--- What you have to do ---
Below are lines of data; restate word for word those running from the line containing "Every instance of the pigeon head" to the line containing "Every instance of the pigeon neck", inclusive, and no others.

(Records from a data collection)

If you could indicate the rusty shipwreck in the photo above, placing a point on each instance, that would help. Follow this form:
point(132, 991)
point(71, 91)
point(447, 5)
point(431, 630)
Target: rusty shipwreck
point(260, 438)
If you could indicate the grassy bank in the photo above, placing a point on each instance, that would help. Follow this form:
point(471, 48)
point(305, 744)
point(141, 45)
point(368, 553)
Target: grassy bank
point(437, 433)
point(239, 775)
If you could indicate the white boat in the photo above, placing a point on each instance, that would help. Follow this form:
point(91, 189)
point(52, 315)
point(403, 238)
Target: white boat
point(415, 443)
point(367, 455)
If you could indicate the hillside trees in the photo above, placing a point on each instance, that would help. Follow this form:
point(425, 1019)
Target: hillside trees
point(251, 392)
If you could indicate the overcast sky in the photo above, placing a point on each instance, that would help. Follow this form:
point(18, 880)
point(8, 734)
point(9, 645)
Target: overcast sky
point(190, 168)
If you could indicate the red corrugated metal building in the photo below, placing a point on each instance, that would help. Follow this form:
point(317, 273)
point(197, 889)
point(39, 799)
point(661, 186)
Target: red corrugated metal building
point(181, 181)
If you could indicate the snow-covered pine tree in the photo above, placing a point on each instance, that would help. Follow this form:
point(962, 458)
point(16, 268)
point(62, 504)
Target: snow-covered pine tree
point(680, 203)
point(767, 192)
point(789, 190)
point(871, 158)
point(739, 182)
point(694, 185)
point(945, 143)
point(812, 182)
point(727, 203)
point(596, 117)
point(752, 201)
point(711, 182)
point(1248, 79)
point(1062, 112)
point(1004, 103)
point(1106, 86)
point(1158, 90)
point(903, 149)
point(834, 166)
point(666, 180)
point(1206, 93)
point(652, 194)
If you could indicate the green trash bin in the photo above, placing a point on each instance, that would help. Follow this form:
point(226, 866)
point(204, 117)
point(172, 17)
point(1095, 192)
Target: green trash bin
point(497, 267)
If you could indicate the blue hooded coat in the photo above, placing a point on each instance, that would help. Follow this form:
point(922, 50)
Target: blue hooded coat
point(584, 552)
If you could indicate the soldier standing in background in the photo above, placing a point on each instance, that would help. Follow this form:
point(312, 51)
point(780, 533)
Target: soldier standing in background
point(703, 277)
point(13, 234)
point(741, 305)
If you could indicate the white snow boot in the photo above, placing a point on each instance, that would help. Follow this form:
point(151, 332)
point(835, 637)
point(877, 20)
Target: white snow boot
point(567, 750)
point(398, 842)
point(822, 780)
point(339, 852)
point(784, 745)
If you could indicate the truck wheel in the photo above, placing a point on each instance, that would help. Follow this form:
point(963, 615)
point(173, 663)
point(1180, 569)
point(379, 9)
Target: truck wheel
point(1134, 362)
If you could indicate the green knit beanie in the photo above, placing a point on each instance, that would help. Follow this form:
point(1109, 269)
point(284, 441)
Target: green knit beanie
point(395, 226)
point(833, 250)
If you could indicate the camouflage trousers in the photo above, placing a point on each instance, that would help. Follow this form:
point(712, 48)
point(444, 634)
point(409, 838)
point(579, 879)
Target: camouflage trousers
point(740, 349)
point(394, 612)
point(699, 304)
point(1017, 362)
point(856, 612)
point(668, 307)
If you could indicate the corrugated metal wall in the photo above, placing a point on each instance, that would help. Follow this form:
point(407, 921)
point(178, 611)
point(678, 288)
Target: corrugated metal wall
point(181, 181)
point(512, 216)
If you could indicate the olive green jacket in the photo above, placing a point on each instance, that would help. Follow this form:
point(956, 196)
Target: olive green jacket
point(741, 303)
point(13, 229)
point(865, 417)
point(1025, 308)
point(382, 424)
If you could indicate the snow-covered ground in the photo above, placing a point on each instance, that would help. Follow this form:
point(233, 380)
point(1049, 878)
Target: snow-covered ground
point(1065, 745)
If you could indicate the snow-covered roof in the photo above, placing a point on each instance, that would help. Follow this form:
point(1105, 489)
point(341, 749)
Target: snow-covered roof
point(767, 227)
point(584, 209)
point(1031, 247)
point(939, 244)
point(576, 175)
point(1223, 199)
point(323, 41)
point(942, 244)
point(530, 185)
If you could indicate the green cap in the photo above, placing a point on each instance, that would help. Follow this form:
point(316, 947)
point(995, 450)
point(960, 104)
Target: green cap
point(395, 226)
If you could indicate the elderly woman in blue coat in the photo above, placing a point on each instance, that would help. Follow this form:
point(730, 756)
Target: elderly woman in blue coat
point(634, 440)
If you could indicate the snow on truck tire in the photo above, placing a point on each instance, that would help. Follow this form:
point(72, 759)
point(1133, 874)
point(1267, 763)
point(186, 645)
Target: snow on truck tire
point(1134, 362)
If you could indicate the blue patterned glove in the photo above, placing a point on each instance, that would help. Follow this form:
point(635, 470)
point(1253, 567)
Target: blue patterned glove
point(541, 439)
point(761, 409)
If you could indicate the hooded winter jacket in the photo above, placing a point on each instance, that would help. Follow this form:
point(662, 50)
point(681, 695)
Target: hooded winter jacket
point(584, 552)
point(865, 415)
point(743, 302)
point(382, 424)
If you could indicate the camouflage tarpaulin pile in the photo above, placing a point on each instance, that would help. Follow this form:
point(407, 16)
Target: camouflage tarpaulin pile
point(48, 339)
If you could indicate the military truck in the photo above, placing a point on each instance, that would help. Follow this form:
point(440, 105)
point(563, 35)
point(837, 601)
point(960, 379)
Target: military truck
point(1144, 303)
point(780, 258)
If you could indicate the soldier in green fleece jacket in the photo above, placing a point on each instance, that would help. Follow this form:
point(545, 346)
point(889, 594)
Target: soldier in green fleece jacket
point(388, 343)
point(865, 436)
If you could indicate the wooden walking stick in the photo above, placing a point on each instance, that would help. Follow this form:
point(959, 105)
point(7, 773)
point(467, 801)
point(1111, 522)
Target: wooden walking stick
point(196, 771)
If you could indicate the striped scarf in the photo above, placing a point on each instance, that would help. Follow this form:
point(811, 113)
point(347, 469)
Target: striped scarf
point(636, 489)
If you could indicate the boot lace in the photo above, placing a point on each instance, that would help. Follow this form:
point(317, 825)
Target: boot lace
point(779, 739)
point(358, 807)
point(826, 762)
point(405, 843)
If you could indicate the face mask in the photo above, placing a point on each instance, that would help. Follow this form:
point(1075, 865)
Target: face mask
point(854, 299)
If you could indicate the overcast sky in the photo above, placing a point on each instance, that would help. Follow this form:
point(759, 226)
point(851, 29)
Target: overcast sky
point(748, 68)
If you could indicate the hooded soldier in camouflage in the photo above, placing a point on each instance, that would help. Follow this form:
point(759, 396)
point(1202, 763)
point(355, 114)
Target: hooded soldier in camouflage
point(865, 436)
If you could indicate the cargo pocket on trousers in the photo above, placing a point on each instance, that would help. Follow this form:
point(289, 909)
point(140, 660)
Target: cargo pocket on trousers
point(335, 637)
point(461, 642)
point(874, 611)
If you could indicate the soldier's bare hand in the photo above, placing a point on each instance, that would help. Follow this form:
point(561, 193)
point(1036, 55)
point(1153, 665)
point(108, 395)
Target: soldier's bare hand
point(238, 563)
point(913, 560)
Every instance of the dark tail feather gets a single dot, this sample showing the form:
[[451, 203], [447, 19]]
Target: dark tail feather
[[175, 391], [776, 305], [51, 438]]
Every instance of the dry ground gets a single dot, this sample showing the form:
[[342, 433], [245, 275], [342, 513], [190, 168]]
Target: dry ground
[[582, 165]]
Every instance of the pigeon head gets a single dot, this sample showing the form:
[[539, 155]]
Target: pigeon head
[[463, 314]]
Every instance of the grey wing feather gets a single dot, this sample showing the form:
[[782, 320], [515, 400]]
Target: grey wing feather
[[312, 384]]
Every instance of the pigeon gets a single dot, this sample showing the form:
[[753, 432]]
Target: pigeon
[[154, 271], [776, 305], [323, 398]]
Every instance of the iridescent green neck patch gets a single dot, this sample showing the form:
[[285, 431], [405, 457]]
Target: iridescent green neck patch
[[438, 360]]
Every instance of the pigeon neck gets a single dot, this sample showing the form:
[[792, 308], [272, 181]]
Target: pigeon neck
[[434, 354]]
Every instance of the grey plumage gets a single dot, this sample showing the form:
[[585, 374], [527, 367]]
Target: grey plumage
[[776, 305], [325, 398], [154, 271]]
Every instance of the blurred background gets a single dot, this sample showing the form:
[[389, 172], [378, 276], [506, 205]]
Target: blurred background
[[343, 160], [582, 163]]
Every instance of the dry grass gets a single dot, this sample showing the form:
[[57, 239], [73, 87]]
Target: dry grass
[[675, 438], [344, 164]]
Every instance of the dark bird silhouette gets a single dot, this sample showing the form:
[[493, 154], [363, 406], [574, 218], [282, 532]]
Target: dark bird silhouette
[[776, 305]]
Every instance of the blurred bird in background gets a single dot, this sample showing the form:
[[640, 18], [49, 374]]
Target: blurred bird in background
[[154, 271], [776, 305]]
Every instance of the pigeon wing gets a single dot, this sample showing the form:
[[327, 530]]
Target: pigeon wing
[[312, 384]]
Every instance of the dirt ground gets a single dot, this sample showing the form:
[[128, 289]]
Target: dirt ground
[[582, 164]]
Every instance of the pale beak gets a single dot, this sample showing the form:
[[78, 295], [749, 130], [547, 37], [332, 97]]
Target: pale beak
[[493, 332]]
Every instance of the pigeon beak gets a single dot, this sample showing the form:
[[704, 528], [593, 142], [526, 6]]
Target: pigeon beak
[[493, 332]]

--- Task solution ---
Every instance of the pigeon head gets a single dot, this sample showing the form:
[[539, 155]]
Target: pigeon head
[[463, 314]]
Every instance of the grey wing feather gets a single dot, this sample showing the form:
[[782, 320], [515, 400]]
Target: grey wing feather
[[312, 384]]
Every instance of the pigeon gets a single dot, this sample showing the form:
[[753, 432]]
Target: pigeon
[[154, 271], [776, 305], [323, 398]]
Every instance of the iridescent green neck patch gets a single dot, this sample showing the form:
[[285, 431], [405, 457]]
Target: iridescent green neck patch
[[438, 360]]
Every instance of the pigeon neck gets a single dot, this sample showing the form:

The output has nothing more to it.